──────── Supplied passage ────────
I have a list of addresses in two separate tables that are slightly off that I need to be able to match. For example, the same address can be entered in multiple ways:
110 Test St
110 Test St.
110 Test Street
Although simple, you can imagine the situation in more complex scenerios. I am trying to develop a simple algorithm that will be able to match the above addresses as a key.
For example. the key might be "11TEST" - first two of 110, first two of Test and first two of street variant. A full match key would also include first 5 of the zipcode as well so in the above example, the full key might look like "11TEST44680".
I am looking for ideas for an effective algorithm or resources I can look at for considerations when developing this. Any ideas can be pseudo code or in your language of choice.
We are only concerned with US addresses. In fact, we are only looking at addresses from 250 zip codes from Ohio and Michigan. We also do not have access to any postal software although would be open to ideas for cost effective solutions (it would essentially be a one time use). Please be mindful that this is an initial dump of data from a government source so suggestions of how users can clean it are helpful as I build out the application but I would love to have the best initial I possibly can by being able to match addresses as best as possible.
I'm working on a similar algorithm as we speak, it should handle addresses in Canada, USA, Mexico and the UK by the time I'm done. The problem I'm facing is that they're in our database in a 3 field plaintext format [whoever thought that was a good idea should be shot IMHO], so trying to handle rural routes, general deliveries, large volume receivers, multiple countries, province vs. state vs. county, postal codes vs. zip codes, spelling mistakes is no small or simple task.
Spelling mistakes alone was no small feat - especially when you get to countries that use French names - matching Saint, Sainte, St, Ste, Saints, Saintes, Sts, Stes, Grand, Grande, Grands, Grandes with or without period or hyphenation to the larger part of a name cause no end of performance issues - especially when St could mean saint or street and may or may not have been entered in the correct context (i.e. feminine vs. masculine). What if the address has largely been entered correctly but has an incorrect province or postal code?
One place to start your search is the Levenstein Distance Algorithm which I've found to be really useful for eliminating a large portion of spelling mistakes. After that, it's mostly a case of searching for keywords and comparing against a postal database.
I would be really interested in collaborating with anyone that is currently developing tools to do this, perhaps we can assist each other to a common solution. I'm already part of the way there and have overcome all the issues I've mentioned so far, having someone else working on the same problem would be really helpful to bounce ideas off.
Cheers -
[ben at afsinc dot ca]
If you would prefer tonot develop one and rather use an off-the-shelf product that uses many of the technologies mentioned here, see: http://www.melissadata.com/dqt/matchup-api.htm
Disclaimer: I had a role in its development and work for the company.
In the UK we would use:
House Name or Number (where name includes Flat number for apartment blocks)
Postcode
You should certainly be using the postcode, but in the US I believe your Zip codes cover very wide areas compared to postcodes in the UK. You would therefore need to use the street and city.
Your example wouldn't differentiate between 11 Test Street, 110 - 119 Test Street, etc.
──────── Extracted data ────────
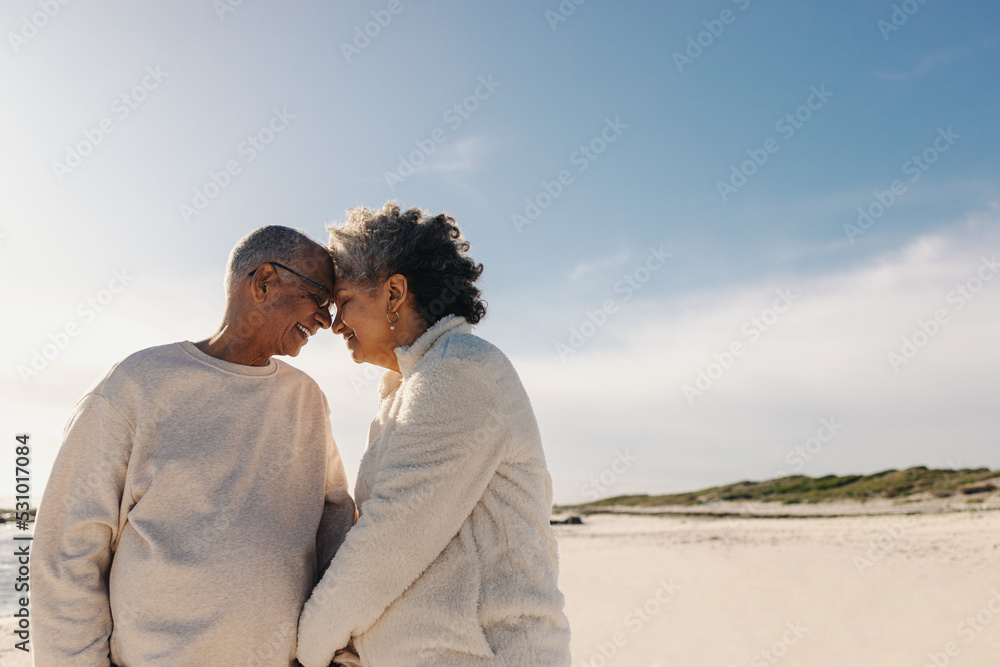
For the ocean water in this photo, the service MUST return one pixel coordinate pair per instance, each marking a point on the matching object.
(9, 565)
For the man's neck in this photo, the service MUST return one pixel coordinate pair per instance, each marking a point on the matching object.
(224, 345)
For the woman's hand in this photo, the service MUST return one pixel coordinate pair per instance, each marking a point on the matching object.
(317, 643)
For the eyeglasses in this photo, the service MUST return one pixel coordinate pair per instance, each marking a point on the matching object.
(322, 302)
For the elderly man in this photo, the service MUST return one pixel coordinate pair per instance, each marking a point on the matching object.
(198, 490)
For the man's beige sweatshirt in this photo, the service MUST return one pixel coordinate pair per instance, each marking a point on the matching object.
(179, 523)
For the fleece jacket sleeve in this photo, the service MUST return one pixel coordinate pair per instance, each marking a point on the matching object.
(437, 461)
(75, 536)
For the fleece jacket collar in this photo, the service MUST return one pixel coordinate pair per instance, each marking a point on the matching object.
(408, 355)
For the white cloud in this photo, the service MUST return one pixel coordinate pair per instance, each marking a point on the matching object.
(826, 356)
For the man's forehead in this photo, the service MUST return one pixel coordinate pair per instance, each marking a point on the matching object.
(317, 259)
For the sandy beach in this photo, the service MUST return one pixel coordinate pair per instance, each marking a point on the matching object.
(874, 591)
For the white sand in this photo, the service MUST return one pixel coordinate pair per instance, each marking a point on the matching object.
(869, 591)
(746, 583)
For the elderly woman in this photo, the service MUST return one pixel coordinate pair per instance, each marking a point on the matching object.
(452, 560)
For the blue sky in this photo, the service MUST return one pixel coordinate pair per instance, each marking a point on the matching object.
(641, 145)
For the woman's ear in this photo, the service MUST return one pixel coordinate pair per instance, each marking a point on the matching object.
(399, 291)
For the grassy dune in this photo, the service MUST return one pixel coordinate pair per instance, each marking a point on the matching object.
(897, 484)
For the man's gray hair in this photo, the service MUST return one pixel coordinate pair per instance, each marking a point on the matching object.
(273, 243)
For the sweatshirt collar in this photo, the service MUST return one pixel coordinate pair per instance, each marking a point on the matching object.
(408, 355)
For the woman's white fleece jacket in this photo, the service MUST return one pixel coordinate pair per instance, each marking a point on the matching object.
(452, 561)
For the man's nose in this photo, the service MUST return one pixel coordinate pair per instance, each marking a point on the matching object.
(338, 325)
(325, 320)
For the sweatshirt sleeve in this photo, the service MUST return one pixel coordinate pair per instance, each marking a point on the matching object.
(437, 462)
(75, 536)
(339, 512)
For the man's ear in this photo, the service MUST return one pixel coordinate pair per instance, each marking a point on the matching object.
(262, 275)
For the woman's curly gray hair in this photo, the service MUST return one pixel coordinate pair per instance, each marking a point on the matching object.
(429, 251)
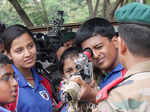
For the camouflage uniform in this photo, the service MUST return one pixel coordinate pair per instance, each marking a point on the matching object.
(132, 95)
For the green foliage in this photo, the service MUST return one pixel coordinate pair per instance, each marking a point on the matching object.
(74, 11)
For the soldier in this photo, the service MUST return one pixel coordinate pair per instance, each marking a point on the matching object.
(133, 94)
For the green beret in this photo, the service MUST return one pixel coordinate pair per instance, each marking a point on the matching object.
(69, 36)
(133, 13)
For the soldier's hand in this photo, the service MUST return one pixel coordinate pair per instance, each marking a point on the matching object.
(88, 92)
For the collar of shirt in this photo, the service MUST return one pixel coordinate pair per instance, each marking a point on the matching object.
(118, 68)
(2, 109)
(138, 68)
(21, 79)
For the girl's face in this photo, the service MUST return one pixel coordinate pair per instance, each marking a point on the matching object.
(23, 52)
(69, 66)
(8, 85)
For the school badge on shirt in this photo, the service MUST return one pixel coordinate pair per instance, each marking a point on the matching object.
(44, 95)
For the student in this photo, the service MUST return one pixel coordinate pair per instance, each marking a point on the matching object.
(34, 90)
(8, 84)
(99, 35)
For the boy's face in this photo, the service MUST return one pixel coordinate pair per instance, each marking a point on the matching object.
(8, 89)
(105, 52)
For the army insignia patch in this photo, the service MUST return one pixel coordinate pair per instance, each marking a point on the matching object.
(44, 95)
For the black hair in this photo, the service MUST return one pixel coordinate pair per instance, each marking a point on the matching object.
(13, 32)
(4, 59)
(137, 38)
(93, 27)
(70, 52)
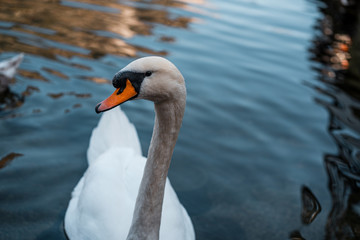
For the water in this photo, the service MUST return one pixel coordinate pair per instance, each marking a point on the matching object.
(271, 127)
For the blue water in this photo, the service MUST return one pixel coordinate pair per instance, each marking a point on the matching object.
(254, 132)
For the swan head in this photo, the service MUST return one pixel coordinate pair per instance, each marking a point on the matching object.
(151, 78)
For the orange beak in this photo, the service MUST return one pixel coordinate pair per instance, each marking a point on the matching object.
(117, 98)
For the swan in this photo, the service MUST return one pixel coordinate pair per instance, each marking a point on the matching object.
(123, 195)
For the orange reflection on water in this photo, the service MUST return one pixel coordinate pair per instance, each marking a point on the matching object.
(86, 28)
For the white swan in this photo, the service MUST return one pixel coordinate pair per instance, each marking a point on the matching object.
(110, 202)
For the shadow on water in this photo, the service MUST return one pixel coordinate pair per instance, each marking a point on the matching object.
(336, 53)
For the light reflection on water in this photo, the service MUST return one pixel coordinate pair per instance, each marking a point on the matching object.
(253, 137)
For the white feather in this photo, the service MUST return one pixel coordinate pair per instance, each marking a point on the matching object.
(103, 201)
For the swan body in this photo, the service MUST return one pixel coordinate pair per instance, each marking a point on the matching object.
(122, 195)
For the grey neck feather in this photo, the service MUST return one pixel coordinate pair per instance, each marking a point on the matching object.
(148, 207)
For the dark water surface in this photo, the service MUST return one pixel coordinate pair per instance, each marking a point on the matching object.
(269, 147)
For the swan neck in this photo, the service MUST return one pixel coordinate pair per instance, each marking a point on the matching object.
────────
**List of tasks**
1. In the address-matching thread, which algorithm is recommended for eliminating a large portion of spelling mistakes?
2. List the countries whose addresses the algorithm described as being worked on "as we speak" in the address-matching thread is meant to handle.
The records are not required for this work.

**Results for the exercise**
1. The Levenstein Distance Algorithm.

2. Canada, USA, Mexico, and the UK.